Data extracted from a collection:
+++

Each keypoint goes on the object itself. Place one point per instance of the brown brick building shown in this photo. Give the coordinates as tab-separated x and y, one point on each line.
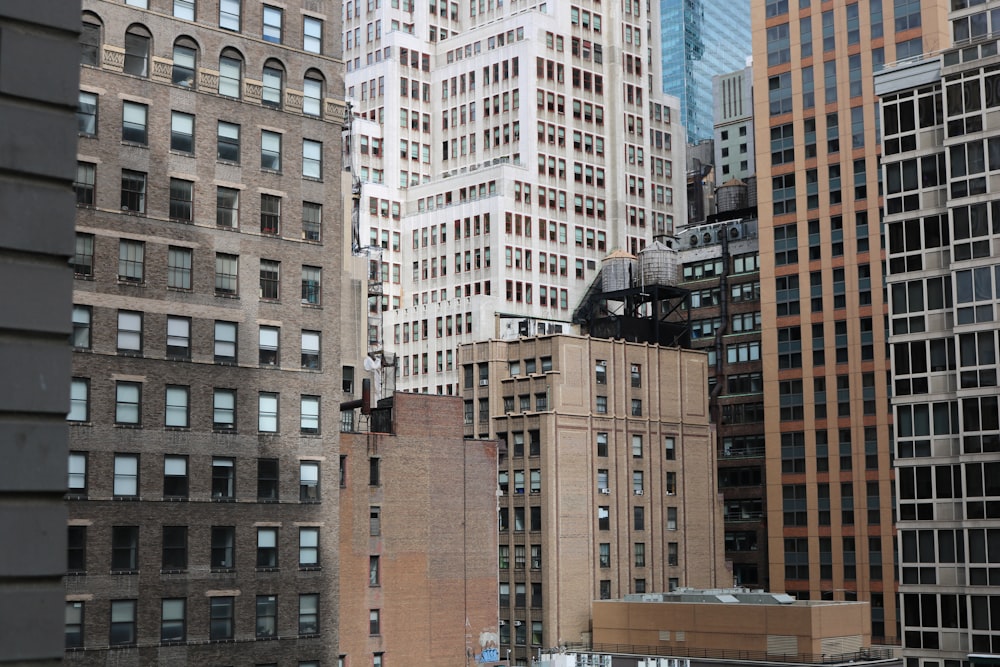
418	539
607	477
203	431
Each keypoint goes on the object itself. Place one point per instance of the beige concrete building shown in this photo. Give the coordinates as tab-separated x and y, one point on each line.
418	543
606	480
827	417
759	624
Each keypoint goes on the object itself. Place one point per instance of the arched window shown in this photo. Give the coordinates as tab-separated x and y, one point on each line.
137	48
312	94
273	78
90	40
185	63
230	73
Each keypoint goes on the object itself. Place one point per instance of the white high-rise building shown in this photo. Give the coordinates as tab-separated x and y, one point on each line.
504	149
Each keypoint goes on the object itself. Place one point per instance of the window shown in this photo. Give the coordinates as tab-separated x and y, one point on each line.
271	91
177	406
268	338
77	468
173	624
308	614
267	547
312	96
122	628
181	136
267	412
267	480
270	276
228	144
134	123
272	24
126	475
74	624
309	481
174	543
127	403
124	548
223	479
81	331
311	283
312	215
185	60
227	211
221	614
270	215
267	616
129	331
225	342
230	75
229	14
308	547
133	197
85	183
312	35
175	477
312	159
90	43
310	350
86	114
309	415
136	52
223	547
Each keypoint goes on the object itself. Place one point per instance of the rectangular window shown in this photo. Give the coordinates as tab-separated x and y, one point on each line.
223	479
308	614
181	132
312	35
127	403
270	215
311	285
85	183
308	547
174	556
178	337
272	24
312	159
268	340
312	216
221	611
173	615
175	477
176	414
133	192
270	150
122	627
223	547
134	123
309	481
131	261
270	279
86	113
126	480
179	267
310	350
267	412
124	548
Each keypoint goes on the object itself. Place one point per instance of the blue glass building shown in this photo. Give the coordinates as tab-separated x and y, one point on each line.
701	38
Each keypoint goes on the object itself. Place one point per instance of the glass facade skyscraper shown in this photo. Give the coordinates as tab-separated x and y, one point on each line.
701	38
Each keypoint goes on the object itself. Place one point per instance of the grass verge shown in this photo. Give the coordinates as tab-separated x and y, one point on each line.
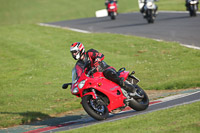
182	119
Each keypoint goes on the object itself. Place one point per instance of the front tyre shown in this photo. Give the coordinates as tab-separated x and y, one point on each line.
138	103
95	108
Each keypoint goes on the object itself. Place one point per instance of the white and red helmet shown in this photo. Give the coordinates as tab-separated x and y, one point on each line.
77	49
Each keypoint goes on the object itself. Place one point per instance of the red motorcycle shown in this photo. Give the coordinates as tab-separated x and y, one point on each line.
112	9
101	96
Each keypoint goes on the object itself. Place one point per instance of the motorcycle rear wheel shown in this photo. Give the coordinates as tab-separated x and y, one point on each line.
97	110
139	104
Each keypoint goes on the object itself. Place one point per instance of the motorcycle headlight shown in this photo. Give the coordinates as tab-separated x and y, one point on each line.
81	84
75	90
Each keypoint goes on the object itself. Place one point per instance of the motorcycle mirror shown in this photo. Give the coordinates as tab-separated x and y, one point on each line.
65	86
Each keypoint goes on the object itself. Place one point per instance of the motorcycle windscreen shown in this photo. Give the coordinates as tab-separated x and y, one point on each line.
140	3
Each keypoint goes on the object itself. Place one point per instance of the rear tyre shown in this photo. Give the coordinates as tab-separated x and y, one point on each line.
112	15
95	108
139	104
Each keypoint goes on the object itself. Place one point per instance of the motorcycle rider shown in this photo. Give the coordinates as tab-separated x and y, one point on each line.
142	9
187	4
107	1
96	61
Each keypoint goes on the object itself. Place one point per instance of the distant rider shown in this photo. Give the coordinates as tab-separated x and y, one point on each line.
142	10
187	4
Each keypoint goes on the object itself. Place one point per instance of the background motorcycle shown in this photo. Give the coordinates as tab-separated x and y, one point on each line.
100	96
112	10
193	7
150	11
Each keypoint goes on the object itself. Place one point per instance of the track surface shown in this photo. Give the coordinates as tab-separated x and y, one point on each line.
168	26
157	105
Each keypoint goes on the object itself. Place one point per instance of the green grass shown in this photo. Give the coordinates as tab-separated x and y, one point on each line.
35	61
180	119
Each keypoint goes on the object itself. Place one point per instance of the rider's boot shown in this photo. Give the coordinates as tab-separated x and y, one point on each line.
127	86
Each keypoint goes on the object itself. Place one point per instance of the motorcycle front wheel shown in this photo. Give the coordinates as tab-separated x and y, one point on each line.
95	107
139	104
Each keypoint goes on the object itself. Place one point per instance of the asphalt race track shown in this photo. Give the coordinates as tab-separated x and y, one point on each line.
168	26
156	106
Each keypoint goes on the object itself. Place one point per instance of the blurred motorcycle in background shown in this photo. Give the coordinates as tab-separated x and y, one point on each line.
112	9
192	7
149	9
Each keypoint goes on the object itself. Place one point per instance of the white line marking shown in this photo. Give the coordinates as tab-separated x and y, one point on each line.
176	12
55	26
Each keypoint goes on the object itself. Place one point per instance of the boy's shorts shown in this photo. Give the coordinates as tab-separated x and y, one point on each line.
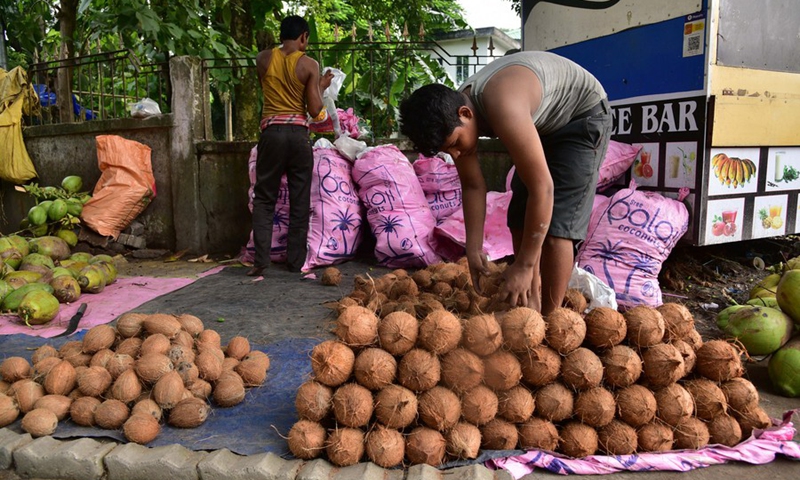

+++

• **YOUR GOAL**
Word for word, restate all of the entries above and leave each picture out.

• **RESULT**
Each keypoint goes on the object itself. Place one point per instance of the brown brick building shown in this photo. Give the coordinates as tab-separated x and y, one point on each line.
418	539
607	477
203	431
Each keypoint goes on the object itself. Place one point per instance of the beige concrete building shown in this photo. Give the coordinates as tab-separated x and y, one point on each line.
418	543
606	480
827	417
759	624
Each keypoint goes on the object itself. Place one point per instance of the arched window shown in this photo. Give the coordinates as tab-separated x and y, one point on each line.
137	48
312	94
273	78
90	40
185	63
230	73
Each keypoint goes on the object itself. Place one point per instance of the white high-rise building shown in this photo. Give the coordinates as tab-separated x and y, one point on each line.
504	149
Each keypoint goes on the object itself. Place one point per instance of the window shown in this photo. Give the coordinates as tab-separated x and y, one point on each line.
271	91
177	406
268	338
77	468
173	624
308	614
267	547
312	96
122	628
181	136
267	412
267	480
270	276
228	144
134	123
272	24
126	475
74	624
309	481
174	543
127	403
124	548
223	479
81	331
311	283
312	215
185	60
227	211
221	614
270	215
267	616
129	331
225	342
230	75
229	14
308	547
133	197
85	183
312	35
175	477
312	159
90	43
310	350
86	114
309	415
136	52
223	547
Each keypoint goes on the object itself. Place one point per instance of the rectangular window shown in this photo. Give the coordinates as tab-separated x and y, one point on each line.
223	479
308	614
181	132
312	35
127	403
270	215
311	285
85	183
308	547
174	556
178	337
272	24
312	159
268	340
312	216
221	611
173	615
175	477
176	414
133	192
270	150
122	627
223	547
134	123
309	481
131	261
270	279
86	113
126	480
179	267
310	350
267	412
124	548
Each keypoint goes on the object itself. Place one point per instance of the blue glass building shown in this photo. Give the coordinates as tab-separated x and y, one point on each line.
701	38
Each keypoint goes on the object itself. Place one point per instance of the glass facade skyscraper shown in this photo. Give the coordinates as tab-separated x and y, one point on each line.
701	38
Each keypoint goes on the object itself. Place one point per instance of the grass verge shown in this photo. Give the coordinates as tab-separated x and y, one point on each line.
182	119
Each keypoint goes on the object itself. Place one point per instance of the front tyre shown in this photo. Give the coordinates as tab-separated x and y, one point on each line.
138	103
95	108
Each keypoint goes on the object itself. Place one point per instance of the white and red helmet shown in this photo. Give the coordinates as tab-separated x and y, one point on each line.
77	49
Each keypoint goes on the object itself. Place one point per instance of the red motorcycle shown in this photo. Give the coordinates as tab-separated x and y, one point on each line.
112	9
101	96
Each keypoint goes on the object itself. Place one point per instance of the motorcycle rear wheel shown in this photo. Give the coordinates as tab-separated x and y, one point on each line.
97	110
139	104
Each keypoint goes on the object itself. Place one point per instance of the motorcycle headlight shown in this photo. Give the coordinates as tab-separated x and y, one point on each line.
81	84
75	90
Each keypoint goes on the object itself. Place one point per instance of the motorcycle mirror shown in this photo. Give the coordinates as tab-separated x and y, one point on each line.
65	86
Each keypoint goes on the object itself. Place one point per instance of the motorcycle windscreen shown in this photo. Give the coordinates as tab-separated x and y, one point on each line.
140	3
Each keypoint goes on the object itself. Place one point per instance of the rear tyre shown in this photo. Give the coordinates as tab-separated x and y, one point on each line.
112	15
95	108
139	104
Each keypoint goes on the object itself. Place one point per instance of the motorcycle rider shown in this photo. Give the coordinates as tab-separated x and y, one point on each line.
142	9
187	4
107	1
96	61
Each keypoint goes on the object itself. Place one point per instance of the distant rider shown in this photo. Give the coordinates as tab-separated x and y, one point on each line.
142	10
187	4
Each keypoint goes on the object itself. Place one point per instance of the background motorcycle shown in this photo. Give the coordinates as tab-separated x and y, one point on each line.
100	96
112	10
193	7
150	11
Each keypoint goes on the object itself. Place one point per instance of the track surface shown in this photo. Give the coordinates as tab-separated x and y, one point on each line.
168	26
157	105
Each keypoint goes on the object itself. Place one point per instance of the green grass shown in this photo. Give the coordinates as tab-separated x and y, one point on each line.
35	61
180	119
Each keypoint goes on the object itself. Place one point per instance of the rider's boot shown in this photo. Give the coordinates as tab-separated x and y, one point on each line.
127	86
Each keypoint goes on the object itself. Place one point per instance of the motorcycle front wheel shown in this photo. Give the coordinates as tab-separated x and y, one point on each line.
95	107
139	104
Each keypoint goes on the object itself. Place one point per instance of the asphalt race track shown in this photo. Give the coordinates as tab-separated x and y, one point on each line.
168	26
156	106
Each keypoint goes on the object itself. Place one point per instance of the blurred motorcycle in background shown in this photo. Give the coordinates as tab-separated x and y, one point on each line.
112	9
192	7
149	9
Each keypoint goes on the object itself. Place one point per instance of the white line marking shown in this photo. Give the coordinates as tab-separated x and y, one point on each line.
176	12
55	26
Each keypoint goes on the object itself. Place one point per instance of the boy's shorts shown in this photo. Give the coordinates as tab-separated x and y, one point on each line.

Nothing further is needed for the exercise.